# START OF Given entries

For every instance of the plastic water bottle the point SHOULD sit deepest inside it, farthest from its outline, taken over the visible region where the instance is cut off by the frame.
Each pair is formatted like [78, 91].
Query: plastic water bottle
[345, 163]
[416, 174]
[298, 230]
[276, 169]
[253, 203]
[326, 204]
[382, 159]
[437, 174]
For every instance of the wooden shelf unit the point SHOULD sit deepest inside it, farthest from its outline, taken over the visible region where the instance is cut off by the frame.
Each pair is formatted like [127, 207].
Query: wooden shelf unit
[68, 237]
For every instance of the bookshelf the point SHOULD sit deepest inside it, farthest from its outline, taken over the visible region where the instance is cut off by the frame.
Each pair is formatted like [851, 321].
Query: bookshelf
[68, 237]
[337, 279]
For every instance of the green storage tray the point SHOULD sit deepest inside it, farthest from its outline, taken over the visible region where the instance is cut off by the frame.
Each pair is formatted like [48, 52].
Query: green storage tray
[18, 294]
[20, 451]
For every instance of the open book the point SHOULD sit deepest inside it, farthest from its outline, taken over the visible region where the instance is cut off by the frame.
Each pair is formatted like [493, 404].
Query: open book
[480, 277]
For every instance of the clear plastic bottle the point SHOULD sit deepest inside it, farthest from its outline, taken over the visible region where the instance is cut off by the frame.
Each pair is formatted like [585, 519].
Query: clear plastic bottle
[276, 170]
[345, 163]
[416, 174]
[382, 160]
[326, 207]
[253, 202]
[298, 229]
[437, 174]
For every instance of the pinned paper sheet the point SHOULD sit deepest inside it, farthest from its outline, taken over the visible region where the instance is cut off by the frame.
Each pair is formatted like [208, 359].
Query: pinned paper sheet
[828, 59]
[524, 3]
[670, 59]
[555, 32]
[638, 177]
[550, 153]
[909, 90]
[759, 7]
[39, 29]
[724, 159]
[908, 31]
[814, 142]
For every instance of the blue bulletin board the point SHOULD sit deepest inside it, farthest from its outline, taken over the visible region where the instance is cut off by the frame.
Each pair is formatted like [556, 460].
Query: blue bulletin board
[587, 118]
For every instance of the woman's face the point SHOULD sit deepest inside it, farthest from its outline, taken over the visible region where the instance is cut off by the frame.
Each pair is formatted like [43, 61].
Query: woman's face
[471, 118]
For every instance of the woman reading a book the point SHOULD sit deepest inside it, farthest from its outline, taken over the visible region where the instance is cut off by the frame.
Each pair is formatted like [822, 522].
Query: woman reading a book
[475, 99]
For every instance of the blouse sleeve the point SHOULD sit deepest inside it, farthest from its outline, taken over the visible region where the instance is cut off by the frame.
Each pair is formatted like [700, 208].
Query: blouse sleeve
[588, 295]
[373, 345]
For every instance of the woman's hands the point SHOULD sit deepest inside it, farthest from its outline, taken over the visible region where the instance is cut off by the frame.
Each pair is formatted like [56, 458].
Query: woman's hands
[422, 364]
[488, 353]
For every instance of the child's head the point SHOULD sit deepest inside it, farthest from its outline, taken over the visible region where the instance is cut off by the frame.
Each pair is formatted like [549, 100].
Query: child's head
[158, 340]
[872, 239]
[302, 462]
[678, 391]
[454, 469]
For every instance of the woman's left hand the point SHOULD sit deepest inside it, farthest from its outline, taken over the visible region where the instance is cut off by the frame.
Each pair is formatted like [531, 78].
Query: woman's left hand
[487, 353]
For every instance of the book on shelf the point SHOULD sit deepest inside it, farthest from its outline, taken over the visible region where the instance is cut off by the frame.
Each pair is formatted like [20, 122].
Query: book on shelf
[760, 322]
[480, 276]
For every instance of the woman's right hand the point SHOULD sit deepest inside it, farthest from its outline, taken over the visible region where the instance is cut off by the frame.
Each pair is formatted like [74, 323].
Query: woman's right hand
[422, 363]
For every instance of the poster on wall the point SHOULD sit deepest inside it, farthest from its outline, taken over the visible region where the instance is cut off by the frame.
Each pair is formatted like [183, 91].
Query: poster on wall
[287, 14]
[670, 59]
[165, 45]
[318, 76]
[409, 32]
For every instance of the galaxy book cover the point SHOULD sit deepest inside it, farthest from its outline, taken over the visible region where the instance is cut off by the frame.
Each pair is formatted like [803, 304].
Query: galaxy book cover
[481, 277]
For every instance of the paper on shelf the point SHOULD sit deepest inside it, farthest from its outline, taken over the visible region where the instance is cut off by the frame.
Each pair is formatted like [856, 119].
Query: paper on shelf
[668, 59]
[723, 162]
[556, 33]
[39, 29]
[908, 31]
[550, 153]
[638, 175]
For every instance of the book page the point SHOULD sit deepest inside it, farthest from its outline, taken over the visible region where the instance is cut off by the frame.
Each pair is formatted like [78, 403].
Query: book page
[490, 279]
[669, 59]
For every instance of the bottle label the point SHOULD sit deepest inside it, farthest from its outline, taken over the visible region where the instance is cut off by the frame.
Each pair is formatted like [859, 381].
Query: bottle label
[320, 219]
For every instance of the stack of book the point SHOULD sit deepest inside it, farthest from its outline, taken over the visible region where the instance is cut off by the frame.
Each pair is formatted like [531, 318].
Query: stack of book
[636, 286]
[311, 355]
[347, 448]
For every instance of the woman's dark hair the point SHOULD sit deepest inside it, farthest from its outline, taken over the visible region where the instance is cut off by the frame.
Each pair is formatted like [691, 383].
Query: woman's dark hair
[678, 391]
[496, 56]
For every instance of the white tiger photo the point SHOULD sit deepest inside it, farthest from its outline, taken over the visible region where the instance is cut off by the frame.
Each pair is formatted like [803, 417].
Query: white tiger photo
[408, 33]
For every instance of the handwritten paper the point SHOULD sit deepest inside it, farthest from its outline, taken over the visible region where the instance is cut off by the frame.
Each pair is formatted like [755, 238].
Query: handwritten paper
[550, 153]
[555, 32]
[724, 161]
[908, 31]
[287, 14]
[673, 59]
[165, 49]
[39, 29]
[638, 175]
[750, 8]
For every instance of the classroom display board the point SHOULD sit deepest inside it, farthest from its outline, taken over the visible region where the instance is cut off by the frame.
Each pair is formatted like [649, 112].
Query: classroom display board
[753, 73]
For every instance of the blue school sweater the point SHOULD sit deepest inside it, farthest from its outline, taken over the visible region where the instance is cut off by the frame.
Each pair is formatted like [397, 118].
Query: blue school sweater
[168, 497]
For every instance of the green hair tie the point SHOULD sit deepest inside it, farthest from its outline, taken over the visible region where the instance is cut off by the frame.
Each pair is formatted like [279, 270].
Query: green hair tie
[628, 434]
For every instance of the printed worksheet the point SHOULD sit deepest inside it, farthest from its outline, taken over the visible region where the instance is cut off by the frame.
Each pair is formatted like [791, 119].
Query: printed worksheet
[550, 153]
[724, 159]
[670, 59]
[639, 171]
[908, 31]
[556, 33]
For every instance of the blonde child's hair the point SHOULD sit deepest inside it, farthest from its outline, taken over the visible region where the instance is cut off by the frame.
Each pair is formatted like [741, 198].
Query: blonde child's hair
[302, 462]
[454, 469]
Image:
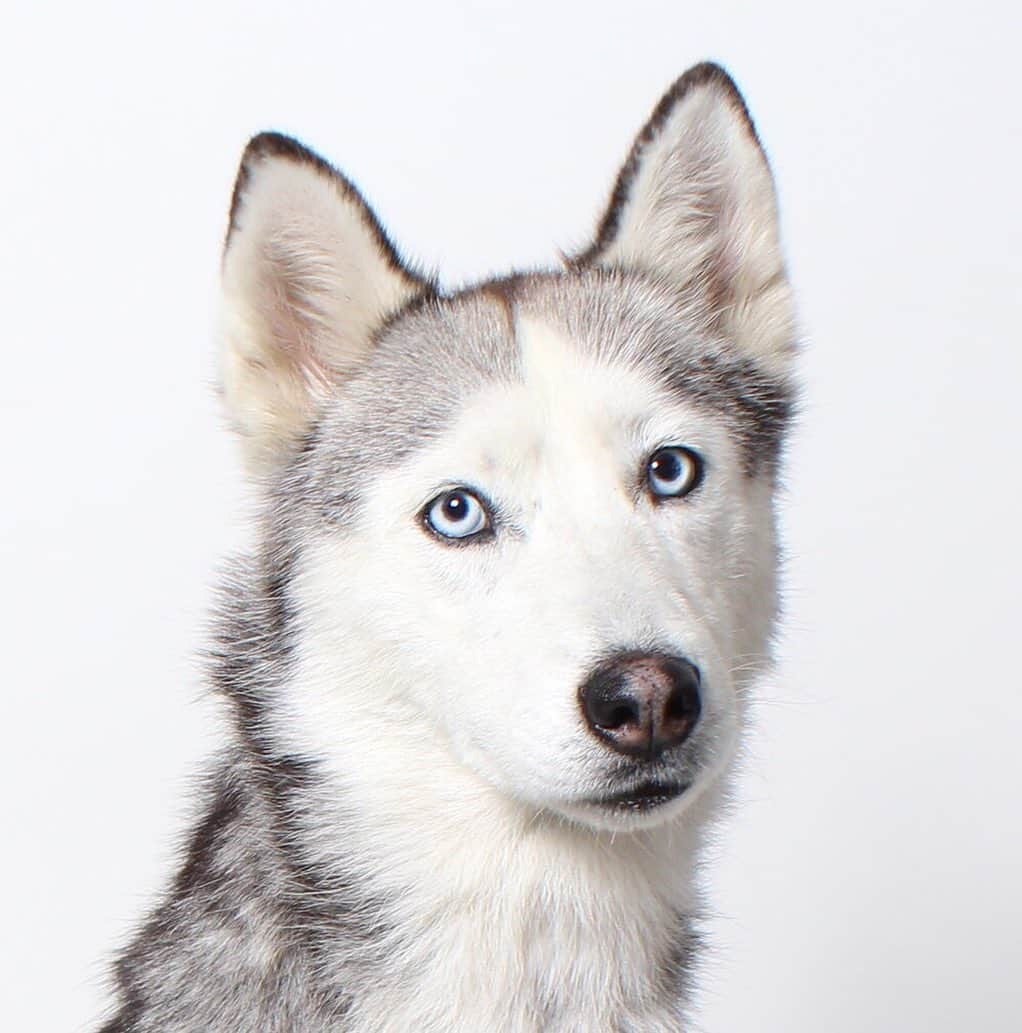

# END OF Given entries

§ **Your task**
Convert all of the data above into a numbered list, one line per item, omitting blank lines and leaving out the pictures.

§ **Exercise response**
1. For every instance of the plastic water bottle the point SHOULD sit deepest inside it, farthest from its outline, taken over the visible region where the instance is cut off by the frame.
2. Each pair is formatted like [78, 91].
3. Query: plastic water bottle
4. [345, 163]
5. [416, 174]
6. [298, 230]
7. [276, 169]
8. [253, 203]
9. [326, 204]
10. [382, 159]
11. [437, 174]
12. For every instance of the wooden shelf unit the point SHOULD sit deepest inside it, farthest from its outline, taken over the visible region where the instance is cut off by the frame.
13. Each pair is formatted like [127, 207].
14. Query: wooden shelf unit
15. [68, 237]
16. For every instance of the bookshelf the point SHOULD sit deepest inside it, farthest from its outline, taken over the visible region where the instance is cut off by the frame.
17. Each pair is formatted like [851, 321].
18. Query: bookshelf
19. [68, 237]
20. [337, 279]
21. For every instance of the green storage tray the point SHOULD sit deepest inside it, farthest from its outline, taken over the visible region where the instance is cut off by the frame.
22. Each pair is formatted like [48, 52].
23. Query: green storage tray
24. [18, 294]
25. [20, 451]
26. For every instance of the open book the point SHOULD sit deepest inside it, farthest from its outline, taken over the visible region where the instance is cut off by the frame.
27. Each pair is formatted like [493, 404].
28. Query: open book
29. [480, 277]
30. For every instance of the clear plastic bottle the point SHOULD sit deepest inside it, farthest from its outline, taken over the visible region where the instance is cut off by the frame.
31. Each pair is formatted like [585, 519].
32. Query: clear plastic bottle
33. [276, 170]
34. [345, 163]
35. [416, 174]
36. [382, 160]
37. [326, 207]
38. [253, 202]
39. [298, 229]
40. [437, 174]
41. For every instance of the pinned paper sheet the point SHOULD sit deepest inside it, farthest from its outline, taken over the visible region where the instance is cut off by the frame.
42. Each pair is formatted like [208, 359].
43. Query: pinned paper sheet
44. [828, 59]
45. [524, 3]
46. [670, 59]
47. [555, 32]
48. [638, 177]
49. [550, 153]
50. [909, 90]
51. [759, 7]
52. [39, 29]
53. [724, 159]
54. [908, 31]
55. [814, 142]
56. For every instance of the blue bulletin board the point SHOULD sit deepest inside it, farthest from its outline, taken over the visible region where the instance is cut off by the frame.
57. Each pair is formatted like [556, 460].
58. Query: blue bulletin board
59. [587, 118]
60. For every instance of the woman's face the point SHOULD sit deepest inside it, farthest from its outline, taken over the visible region where the instance is cut off by the frame.
61. Each pair is formatted like [43, 61].
62. Query: woman's face
63. [471, 118]
64. For every instance of the woman reading a book the point SHOULD sit deepest inside it, farthest from its outline, taken over the visible region where the instance is cut off by the frame.
65. Each pair is formatted like [822, 522].
66. Query: woman reading a book
67. [475, 99]
68. For every instance of the blouse sleeve the point SHOULD sit deepest inside it, farthest from its outline, taken over the visible region where the instance is cut off by the frame.
69. Each pair is formatted like [700, 208].
70. Query: blouse sleeve
71. [588, 295]
72. [373, 345]
73. For every instance of the woman's hands the point SHOULD sit deepest inside it, farthest from its outline, taken over the visible region where the instance is cut off by the frame.
74. Each pair is formatted like [56, 458].
75. Query: woman's hands
76. [422, 364]
77. [488, 353]
78. For every instance of the child's head the point SHOULD sit deepest inside it, farthest from its outline, taken over the visible region where the instance is cut off by the frame.
79. Each pair is formatted like [549, 100].
80. Query: child's head
81. [158, 340]
82. [872, 239]
83. [302, 462]
84. [678, 391]
85. [454, 469]
86. For every instance of the woman's left hand the point SHOULD sit deepest inside it, farthest from its outline, taken over the visible region where the instance is cut off by the frame.
87. Each pair is formatted like [531, 78].
88. Query: woman's left hand
89. [487, 353]
90. For every instance of the book on shelf the point SHOULD sit deepest inside it, farthest from its outline, taken over the visible region where the instance is cut off by the frame.
91. Each pair is formatted like [20, 122].
92. Query: book on shelf
93. [760, 322]
94. [480, 276]
95. For every instance of the woman's right hand the point SHOULD sit deepest inside it, farthest from its outline, taken over the visible region where the instance is cut off by the frame.
96. Each pair is formatted like [74, 323].
97. Query: woman's right hand
98. [422, 363]
99. For every instance of the poster on wall the point SHOULD sit deepest inside it, farthest from its outline, taken over the visible region where the instance is cut off by the frame.
100. Each pair is formatted like [183, 91].
101. Query: poster on wall
102. [287, 14]
103. [670, 59]
104. [165, 45]
105. [318, 76]
106. [409, 32]
107. For every instance of the galaxy book cover the point SHOULD sit deepest inside it, farthest from its outline, taken over the visible region where the instance is cut off by the frame.
108. Each pair is formatted like [803, 304].
109. Query: galaxy book cover
110. [481, 277]
111. For every instance of the paper on shelf the point SHOULD sit deepest inside it, farthest from its outline, taken over the visible region where the instance is cut off by the frame.
112. Each pair is formatted like [856, 119].
113. Query: paper on shelf
114. [668, 59]
115. [723, 162]
116. [556, 33]
117. [39, 29]
118. [908, 31]
119. [550, 153]
120. [638, 175]
121. For every instance of the book page the point SHOULD sit deepest inside it, farthest from its outline, taken over the visible region where the instance is cut off by the frame.
122. Each pair is formatted like [78, 403].
123. Query: book page
124. [490, 279]
125. [669, 59]
126. For every instance of the bottle label the point SHOULD sit deepest inside it, farthest from its outline, taken over the visible region where the instance is cut off by the frame.
127. Each pair is formatted like [859, 381].
128. Query: bottle label
129. [320, 219]
130. For every instance of the stack of book the point SHOULD sit deepest inside it, farthest from its outline, taken over the visible region where the instance is cut off by the frame.
131. Each pair is formatted like [531, 318].
132. Query: stack of book
133. [636, 286]
134. [311, 355]
135. [347, 448]
136. For every instance of the woman's dark hair the point SHOULD sit deepest inside it, farthest from its outline, taken over the visible region where the instance is cut off by the frame.
137. Each pair is formatted like [691, 383].
138. Query: woman's dark hair
139. [678, 391]
140. [496, 56]
141. For every instance of the white tiger photo the point SHOULD sit deepest inside it, farthest from its outline, taken over the visible region where the instance is cut off by the frame.
142. Each pair is formatted like [803, 417].
143. Query: white tiger photo
144. [408, 33]
145. For every instance of the handwritten paper the point SHOULD sit deepest inside it, farthest from its outline, taken over the visible region where the instance is cut off by the frame.
146. Each pair is formatted like [755, 238].
147. Query: handwritten paper
148. [550, 153]
149. [555, 32]
150. [724, 161]
151. [908, 31]
152. [287, 14]
153. [673, 59]
154. [165, 49]
155. [39, 29]
156. [638, 175]
157. [750, 8]
158. For every instance of the classroom display board the point SHOULD sit deepest inside it, farthest from its outline, taken over the visible region where the instance is cut off by the frame.
159. Each pair is formatted like [649, 112].
160. Query: classroom display board
161. [753, 73]
162. For every instance of the blue school sweater the point SHOULD sit deepest inside it, farthest from its outline, taken over the visible region where the instance is cut off by the frame.
163. Each pair is formatted like [397, 118].
164. Query: blue school sweater
165. [168, 497]
166. For every instance of the green hair tie the point SHOULD sit deepest inside it, farthest from its outline, taken over the visible region where the instance is cut off by the frame.
167. Each pair is formatted like [279, 270].
168. Query: green hair tie
169. [628, 434]
170. For every instance of the printed worksheet the point SHOULD sit deepest inside it, farthest from its outline, taken over the visible region where the instance is cut off by the frame.
171. Each pair is formatted like [791, 119].
172. Query: printed worksheet
173. [550, 153]
174. [724, 159]
175. [670, 59]
176. [639, 171]
177. [908, 31]
178. [556, 33]
179. For every instance of the blonde child's hair the point SHOULD sit deepest inside it, farthest from its outline, taken over the visible region where the instance is cut off by the frame.
180. Each pair is formatted like [741, 198].
181. Query: blonde child's hair
182. [302, 462]
183. [454, 469]
184. Image:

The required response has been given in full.